#### [ENTRIES]
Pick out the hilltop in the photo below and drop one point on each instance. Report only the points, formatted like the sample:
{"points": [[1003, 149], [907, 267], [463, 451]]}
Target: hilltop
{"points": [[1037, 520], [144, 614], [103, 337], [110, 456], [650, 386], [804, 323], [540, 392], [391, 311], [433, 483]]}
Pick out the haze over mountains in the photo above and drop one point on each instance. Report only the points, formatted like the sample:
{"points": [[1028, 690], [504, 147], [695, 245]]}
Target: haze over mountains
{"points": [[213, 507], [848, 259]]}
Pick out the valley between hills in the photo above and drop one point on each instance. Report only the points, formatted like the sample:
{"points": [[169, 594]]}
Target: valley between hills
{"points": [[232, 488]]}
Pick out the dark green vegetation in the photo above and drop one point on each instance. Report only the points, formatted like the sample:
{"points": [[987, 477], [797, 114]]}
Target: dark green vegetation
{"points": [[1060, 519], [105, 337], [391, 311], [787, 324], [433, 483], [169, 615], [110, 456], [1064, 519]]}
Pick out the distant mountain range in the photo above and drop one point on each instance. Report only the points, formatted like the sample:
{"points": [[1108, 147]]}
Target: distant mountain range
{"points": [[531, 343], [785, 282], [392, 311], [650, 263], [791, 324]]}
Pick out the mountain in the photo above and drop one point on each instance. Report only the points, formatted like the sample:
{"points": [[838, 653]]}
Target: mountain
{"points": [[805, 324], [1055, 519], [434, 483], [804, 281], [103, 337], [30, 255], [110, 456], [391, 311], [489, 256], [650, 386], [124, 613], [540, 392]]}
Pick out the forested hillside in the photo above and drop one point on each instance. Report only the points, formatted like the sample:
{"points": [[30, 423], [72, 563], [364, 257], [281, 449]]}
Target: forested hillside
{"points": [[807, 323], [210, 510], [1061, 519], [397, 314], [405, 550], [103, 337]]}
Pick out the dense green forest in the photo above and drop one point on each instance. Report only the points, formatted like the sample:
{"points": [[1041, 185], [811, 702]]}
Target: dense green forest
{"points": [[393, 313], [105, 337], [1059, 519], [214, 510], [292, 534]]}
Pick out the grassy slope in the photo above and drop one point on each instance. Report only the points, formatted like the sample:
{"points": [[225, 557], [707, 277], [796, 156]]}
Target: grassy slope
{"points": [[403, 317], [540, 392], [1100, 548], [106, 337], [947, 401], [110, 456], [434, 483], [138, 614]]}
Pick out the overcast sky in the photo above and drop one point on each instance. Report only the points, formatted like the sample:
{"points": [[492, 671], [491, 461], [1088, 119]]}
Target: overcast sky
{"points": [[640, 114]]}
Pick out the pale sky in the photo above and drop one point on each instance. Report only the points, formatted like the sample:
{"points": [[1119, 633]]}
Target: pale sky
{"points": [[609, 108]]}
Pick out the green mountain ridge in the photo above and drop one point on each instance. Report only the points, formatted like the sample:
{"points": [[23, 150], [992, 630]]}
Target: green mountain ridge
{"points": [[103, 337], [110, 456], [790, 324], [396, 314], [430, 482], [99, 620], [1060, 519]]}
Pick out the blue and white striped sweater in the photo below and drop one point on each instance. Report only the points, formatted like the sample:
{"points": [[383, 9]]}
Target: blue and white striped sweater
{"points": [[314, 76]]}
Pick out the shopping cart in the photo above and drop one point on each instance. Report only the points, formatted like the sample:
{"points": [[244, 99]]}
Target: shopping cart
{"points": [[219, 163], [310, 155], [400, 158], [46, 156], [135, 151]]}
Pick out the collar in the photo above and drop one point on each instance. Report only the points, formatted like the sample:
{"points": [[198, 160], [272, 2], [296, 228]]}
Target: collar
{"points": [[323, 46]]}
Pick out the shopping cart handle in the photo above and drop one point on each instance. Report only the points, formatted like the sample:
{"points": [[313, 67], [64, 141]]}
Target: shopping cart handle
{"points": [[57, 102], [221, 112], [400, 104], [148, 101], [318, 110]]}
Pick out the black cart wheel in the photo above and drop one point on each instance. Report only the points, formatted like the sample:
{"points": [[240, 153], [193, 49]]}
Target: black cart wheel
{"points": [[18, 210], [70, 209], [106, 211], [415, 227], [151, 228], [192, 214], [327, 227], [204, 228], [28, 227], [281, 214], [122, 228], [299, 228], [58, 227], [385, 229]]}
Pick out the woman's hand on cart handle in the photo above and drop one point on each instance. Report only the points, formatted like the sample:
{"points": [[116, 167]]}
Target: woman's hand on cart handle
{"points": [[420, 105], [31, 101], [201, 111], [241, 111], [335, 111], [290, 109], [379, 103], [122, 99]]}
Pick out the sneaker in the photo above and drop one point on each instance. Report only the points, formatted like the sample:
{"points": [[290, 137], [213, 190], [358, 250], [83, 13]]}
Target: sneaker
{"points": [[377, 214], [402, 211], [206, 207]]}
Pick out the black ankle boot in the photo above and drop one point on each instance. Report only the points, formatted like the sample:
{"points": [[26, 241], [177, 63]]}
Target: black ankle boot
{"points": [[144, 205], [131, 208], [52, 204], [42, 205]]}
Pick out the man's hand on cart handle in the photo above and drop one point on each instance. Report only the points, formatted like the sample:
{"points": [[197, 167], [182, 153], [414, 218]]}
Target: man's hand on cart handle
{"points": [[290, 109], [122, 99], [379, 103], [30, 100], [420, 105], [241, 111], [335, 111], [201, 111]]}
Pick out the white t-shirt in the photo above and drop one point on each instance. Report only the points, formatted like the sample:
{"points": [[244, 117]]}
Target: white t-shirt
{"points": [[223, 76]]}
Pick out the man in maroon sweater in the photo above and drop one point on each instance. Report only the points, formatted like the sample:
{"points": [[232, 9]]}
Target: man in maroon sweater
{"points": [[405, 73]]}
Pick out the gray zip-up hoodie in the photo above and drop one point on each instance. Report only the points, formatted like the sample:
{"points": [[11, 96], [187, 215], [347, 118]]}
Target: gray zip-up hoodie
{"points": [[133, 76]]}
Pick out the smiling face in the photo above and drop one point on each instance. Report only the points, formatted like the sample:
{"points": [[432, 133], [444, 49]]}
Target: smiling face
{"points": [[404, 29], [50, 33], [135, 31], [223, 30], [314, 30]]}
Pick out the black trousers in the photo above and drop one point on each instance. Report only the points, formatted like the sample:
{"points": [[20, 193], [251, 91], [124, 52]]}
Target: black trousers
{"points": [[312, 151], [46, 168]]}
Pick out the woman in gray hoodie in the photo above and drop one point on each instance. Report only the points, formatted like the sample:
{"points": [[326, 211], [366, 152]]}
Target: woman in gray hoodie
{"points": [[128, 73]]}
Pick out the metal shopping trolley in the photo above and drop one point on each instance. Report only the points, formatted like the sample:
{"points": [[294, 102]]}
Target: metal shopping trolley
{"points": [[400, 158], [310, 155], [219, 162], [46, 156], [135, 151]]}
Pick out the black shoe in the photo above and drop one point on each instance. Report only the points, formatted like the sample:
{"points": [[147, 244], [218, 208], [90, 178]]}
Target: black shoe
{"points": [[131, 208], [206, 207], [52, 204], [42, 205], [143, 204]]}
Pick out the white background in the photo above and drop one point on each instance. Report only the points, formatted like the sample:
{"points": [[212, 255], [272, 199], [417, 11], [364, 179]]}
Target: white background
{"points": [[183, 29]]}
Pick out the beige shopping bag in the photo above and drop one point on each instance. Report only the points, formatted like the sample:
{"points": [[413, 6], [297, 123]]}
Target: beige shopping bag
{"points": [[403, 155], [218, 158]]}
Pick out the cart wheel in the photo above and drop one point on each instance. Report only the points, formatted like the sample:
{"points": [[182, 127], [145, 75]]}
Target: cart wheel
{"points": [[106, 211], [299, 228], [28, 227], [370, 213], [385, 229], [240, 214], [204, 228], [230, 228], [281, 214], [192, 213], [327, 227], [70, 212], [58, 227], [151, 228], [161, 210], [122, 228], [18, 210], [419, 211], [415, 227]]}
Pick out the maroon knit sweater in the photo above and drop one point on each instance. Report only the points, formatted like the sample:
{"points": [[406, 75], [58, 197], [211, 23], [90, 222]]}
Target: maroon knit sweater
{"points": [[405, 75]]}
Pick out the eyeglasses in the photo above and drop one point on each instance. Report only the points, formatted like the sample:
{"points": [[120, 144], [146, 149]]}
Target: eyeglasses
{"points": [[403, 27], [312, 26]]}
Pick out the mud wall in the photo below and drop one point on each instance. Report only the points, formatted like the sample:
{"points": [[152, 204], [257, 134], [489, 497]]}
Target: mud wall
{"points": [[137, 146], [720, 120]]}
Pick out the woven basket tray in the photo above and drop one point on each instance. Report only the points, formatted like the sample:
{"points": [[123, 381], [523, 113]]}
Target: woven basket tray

#### [WHAT IS ASKED]
Return precisely the lines of the records, starting with the line that holds "Pick out the white background" and ending with the last one.

#### [ANSWER IN FULL]
Pick out the white background in the photo above and drop one point on each instance. Report only the points, formatted like the sample:
{"points": [[212, 255], [272, 199], [417, 11], [364, 179]]}
Target: white background
{"points": [[183, 29]]}
Pick out the beige shopping bag in the photo above and drop one point on each instance. Report only the points, formatted like the sample:
{"points": [[413, 6], [297, 123]]}
Target: beige shopping bag
{"points": [[403, 155], [218, 158]]}
Pick out the cart wheel in the photo above and drop one point on each instance. Report only the points, formatted like the sample:
{"points": [[182, 127], [145, 75]]}
Target: cart wheel
{"points": [[106, 211], [299, 228], [28, 227], [370, 213], [385, 229], [240, 214], [204, 228], [230, 228], [281, 214], [192, 213], [327, 227], [70, 212], [58, 227], [151, 228], [161, 210], [122, 228], [18, 210], [419, 211], [415, 227]]}
Pick out the maroon knit sweater in the photo above and drop one point on each instance. Report only the points, formatted like the sample:
{"points": [[406, 75], [58, 197], [211, 23], [90, 222]]}
Target: maroon knit sweater
{"points": [[405, 75]]}
Pick out the eyeglasses in the photo above and drop one point on each instance. Report only the points, formatted like the sample:
{"points": [[120, 144], [146, 149]]}
Target: eyeglasses
{"points": [[403, 27], [312, 26]]}
Pick out the mud wall in the photo below and drop one point on each instance. Report only the points, formatted like the sample:
{"points": [[152, 204], [257, 134], [489, 497]]}
Target: mud wall
{"points": [[137, 146], [720, 120]]}
Pick out the woven basket tray in the photo above and drop one point on each instance. Report only the points, formatted like the sample:
{"points": [[123, 381], [523, 113]]}
Target: woven basket tray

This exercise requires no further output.